══ Text ══
# Pioneer FH-800BT Install Trouble



## Avar2005 (Oct 6, 2010)

Hi Audio
Gurus,

Hope someone can give me a hand here.

I was trying to install my new Pioneer Premier FH-P800BT yesterday and ran into some roadblocks.

The car is a 2007 Grand Prix (without the monsoon upgrade).

Here's where I'm a little unclear.

I had the stereo hooked up, using a GMOS-01 wire harness and a PAC SWI-PS module for the steering wheel controls.

Have power to the stereo, OnStar is working, chimes working.

Volume controls on the stereo are not responding, all i get on the stereo is "mute" when i hit volume up or down.



I'm also not 100% sure on connecting the PAC module, so i hope i can get some help there.

According to the Identification and Connection Chart I'm supposed to connect the green wire on the PAC module to the SWC wire. Would that wire be

on the GMOS harness or car?
═══
══ Material supplied ══
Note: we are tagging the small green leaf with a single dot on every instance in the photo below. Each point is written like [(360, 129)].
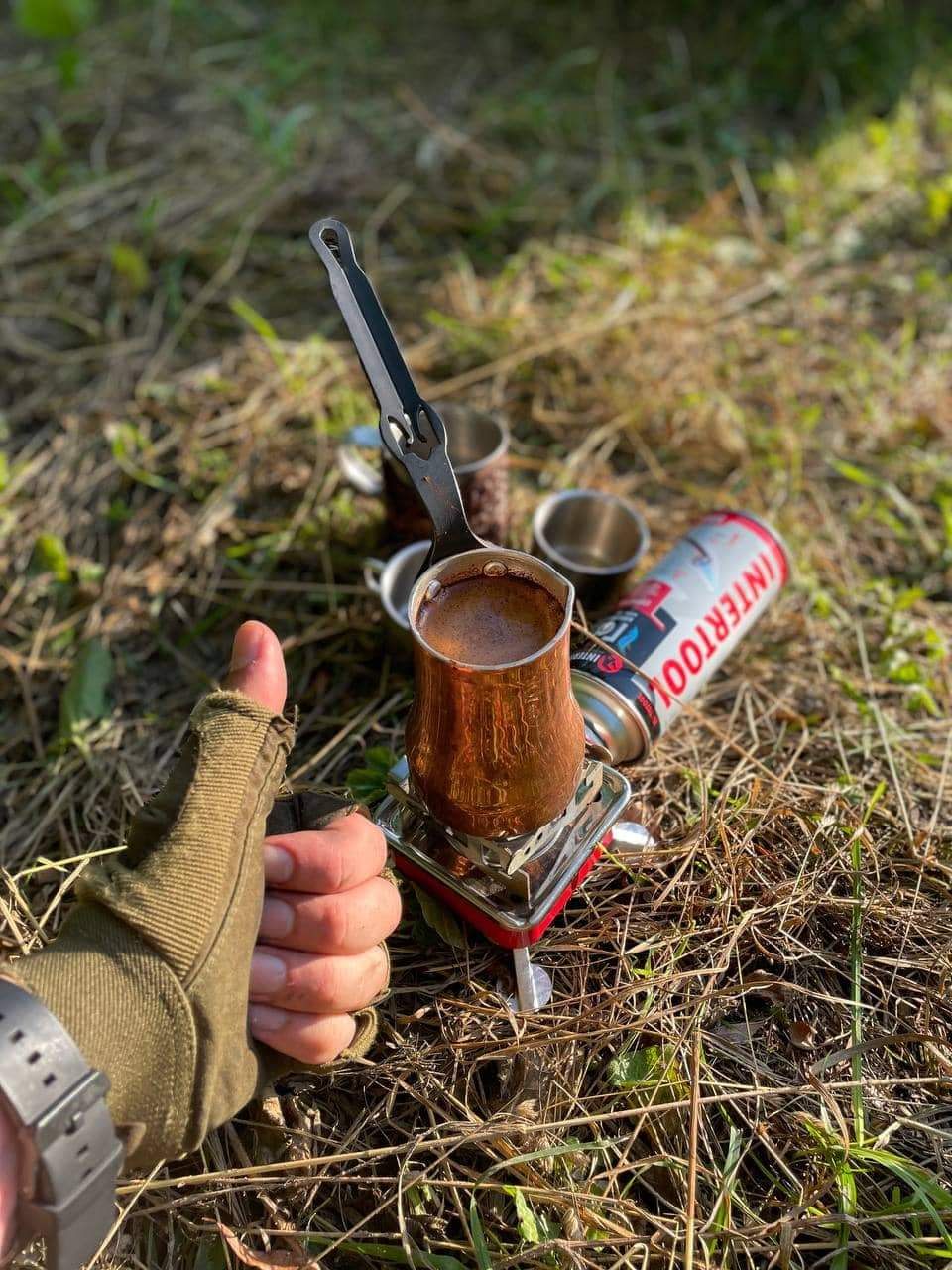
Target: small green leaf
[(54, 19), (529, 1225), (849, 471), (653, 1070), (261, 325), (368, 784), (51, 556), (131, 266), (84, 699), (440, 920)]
═══
══ Material supplied ══
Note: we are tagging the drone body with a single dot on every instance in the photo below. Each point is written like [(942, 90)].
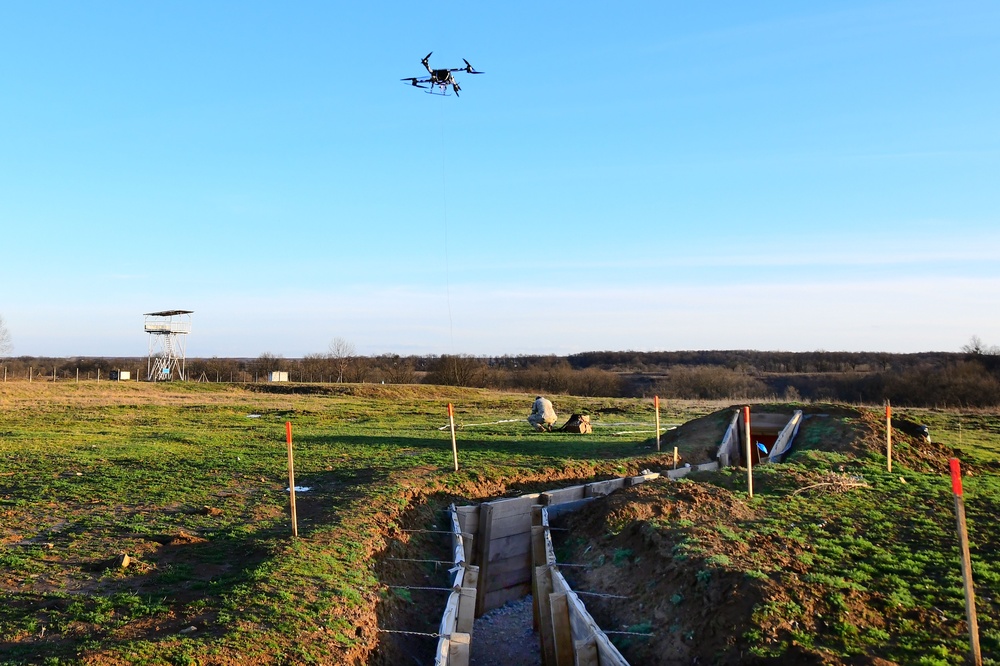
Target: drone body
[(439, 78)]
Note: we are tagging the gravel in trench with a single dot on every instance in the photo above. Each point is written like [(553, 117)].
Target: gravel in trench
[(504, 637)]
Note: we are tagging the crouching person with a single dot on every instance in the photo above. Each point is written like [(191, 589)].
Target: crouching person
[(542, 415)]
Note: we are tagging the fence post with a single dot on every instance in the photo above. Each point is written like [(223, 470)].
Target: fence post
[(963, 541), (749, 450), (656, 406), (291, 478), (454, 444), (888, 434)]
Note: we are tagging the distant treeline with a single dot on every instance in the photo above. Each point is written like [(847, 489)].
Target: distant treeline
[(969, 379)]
═══
Exercise A: Update the stereo install thread starting with "Here's where I'm" and going on through "some help there.", replacing "wire harness" with "wiring harness".
Exercise B: Write what comes next in the Pioneer stereo install thread, picking up after its last sentence.
The entries are separate material, unrelated to the stereo install thread.

Task response A:
Here's where I'm a little unclear.

I had the stereo hooked up, using a GMOS-01 wiring harness and a PAC SWI-PS module for the steering wheel controls.

Have power to the stereo, OnStar is working, chimes working.

Volume controls on the stereo are not responding, all i get on the stereo is "mute" when i hit volume up or down.



I'm also not 100% sure on connecting the PAC module, so i hope i can get some help there.

Task response B:
Oh! And one other thing on the GMOS. One step states to "Connect the blue/white wire to the amp turn on wire of the aftermarket radio and to the blue/white wire in the 24pin harness"
I'm assuming i can tape those two wires off? As I'm not using an amp.


Thanks!


----------



## DMP23 (Jul 28, 2010)

Avar2005 said:


> Oh! And one other thing on the GMOS. One step states to "Connect the blue/white wire to the amp turn on wire of the aftermarket radio and to the blue/white wire in the 24pin harness"
> I'm assuming i can tape those two wires off? As I'm not using an amp.


If you dont have an aftermarket amp, then you dont need to hook up the blue/white wire at all.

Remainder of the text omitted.